▸ DATA TO EXAMINE
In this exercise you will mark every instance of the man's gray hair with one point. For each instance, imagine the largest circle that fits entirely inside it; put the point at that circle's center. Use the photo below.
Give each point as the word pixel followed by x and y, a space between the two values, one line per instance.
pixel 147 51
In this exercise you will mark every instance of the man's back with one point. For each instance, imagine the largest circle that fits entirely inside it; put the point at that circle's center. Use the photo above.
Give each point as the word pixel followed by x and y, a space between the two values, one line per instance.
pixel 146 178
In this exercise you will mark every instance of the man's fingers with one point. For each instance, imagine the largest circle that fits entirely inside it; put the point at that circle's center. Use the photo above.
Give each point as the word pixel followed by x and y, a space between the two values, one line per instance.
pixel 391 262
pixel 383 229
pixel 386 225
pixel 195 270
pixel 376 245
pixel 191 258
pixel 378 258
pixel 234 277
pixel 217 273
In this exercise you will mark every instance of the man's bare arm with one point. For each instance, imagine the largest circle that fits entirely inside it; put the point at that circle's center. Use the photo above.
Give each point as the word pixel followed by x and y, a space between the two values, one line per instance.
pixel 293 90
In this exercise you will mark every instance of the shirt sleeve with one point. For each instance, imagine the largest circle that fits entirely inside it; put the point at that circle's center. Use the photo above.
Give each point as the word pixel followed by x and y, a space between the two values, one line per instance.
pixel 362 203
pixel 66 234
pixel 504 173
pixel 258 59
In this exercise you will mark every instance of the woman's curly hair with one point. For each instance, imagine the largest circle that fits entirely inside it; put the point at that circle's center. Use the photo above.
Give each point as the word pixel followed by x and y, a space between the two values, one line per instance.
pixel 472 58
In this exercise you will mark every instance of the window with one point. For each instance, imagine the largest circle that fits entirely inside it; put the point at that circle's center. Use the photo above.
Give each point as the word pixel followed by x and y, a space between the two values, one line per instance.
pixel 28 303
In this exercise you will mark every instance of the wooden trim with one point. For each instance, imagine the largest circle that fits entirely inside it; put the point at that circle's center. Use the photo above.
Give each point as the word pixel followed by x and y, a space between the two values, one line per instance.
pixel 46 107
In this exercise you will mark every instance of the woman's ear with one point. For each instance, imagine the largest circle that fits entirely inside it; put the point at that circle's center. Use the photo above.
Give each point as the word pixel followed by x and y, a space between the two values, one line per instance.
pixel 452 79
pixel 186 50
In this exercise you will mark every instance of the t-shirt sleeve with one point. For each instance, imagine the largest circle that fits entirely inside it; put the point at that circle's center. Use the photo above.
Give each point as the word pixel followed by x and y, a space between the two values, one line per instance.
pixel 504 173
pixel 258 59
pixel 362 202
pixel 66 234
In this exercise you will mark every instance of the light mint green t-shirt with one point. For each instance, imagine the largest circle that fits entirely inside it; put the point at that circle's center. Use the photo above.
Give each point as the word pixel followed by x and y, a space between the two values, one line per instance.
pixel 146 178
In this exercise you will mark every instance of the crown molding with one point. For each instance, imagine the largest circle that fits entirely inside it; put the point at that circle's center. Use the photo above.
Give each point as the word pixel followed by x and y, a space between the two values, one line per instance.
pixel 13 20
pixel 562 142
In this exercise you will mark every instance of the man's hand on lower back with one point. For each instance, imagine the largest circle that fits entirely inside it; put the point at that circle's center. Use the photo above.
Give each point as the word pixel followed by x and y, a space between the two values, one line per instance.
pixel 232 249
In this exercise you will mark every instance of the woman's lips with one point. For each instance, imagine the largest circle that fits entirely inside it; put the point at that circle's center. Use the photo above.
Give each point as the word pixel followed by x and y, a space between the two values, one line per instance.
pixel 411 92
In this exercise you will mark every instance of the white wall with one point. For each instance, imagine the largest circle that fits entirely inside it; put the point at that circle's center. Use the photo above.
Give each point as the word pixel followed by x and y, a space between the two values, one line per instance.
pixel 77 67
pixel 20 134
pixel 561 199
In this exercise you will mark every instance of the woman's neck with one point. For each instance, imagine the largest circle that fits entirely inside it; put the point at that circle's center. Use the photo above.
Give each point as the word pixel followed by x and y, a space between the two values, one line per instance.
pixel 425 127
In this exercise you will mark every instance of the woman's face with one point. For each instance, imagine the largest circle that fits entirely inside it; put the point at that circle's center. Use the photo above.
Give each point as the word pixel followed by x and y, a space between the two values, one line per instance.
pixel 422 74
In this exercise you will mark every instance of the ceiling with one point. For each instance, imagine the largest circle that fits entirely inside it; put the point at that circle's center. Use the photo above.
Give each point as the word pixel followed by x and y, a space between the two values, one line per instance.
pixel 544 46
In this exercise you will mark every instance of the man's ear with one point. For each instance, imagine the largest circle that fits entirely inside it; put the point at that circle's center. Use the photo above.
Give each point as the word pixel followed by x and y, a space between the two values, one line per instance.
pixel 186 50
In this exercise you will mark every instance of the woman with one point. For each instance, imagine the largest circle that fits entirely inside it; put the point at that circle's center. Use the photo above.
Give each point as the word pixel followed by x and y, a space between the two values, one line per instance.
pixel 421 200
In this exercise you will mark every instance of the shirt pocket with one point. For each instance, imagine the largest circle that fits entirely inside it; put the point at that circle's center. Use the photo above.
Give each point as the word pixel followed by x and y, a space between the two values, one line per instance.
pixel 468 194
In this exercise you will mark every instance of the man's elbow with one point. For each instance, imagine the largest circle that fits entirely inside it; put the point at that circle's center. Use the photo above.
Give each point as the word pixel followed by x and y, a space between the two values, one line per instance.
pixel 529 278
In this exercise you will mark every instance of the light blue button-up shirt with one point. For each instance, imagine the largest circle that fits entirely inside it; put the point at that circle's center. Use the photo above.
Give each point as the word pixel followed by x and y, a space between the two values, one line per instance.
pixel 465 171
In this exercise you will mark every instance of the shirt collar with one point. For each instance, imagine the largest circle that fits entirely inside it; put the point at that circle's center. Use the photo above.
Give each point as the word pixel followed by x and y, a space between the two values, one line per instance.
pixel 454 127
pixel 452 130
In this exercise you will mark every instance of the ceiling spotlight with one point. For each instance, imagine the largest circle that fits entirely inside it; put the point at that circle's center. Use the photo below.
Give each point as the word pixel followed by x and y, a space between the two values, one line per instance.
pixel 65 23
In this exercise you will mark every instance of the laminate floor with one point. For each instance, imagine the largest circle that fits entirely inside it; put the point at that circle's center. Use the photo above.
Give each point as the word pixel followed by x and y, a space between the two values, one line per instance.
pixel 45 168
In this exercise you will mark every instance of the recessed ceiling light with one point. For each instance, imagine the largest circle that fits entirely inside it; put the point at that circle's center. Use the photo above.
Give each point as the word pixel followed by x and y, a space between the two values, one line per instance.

▸ TASK BRIEF
One number should be returned: how many lines in the records contain the word "back".

▸ PROBLEM SOLUTION
2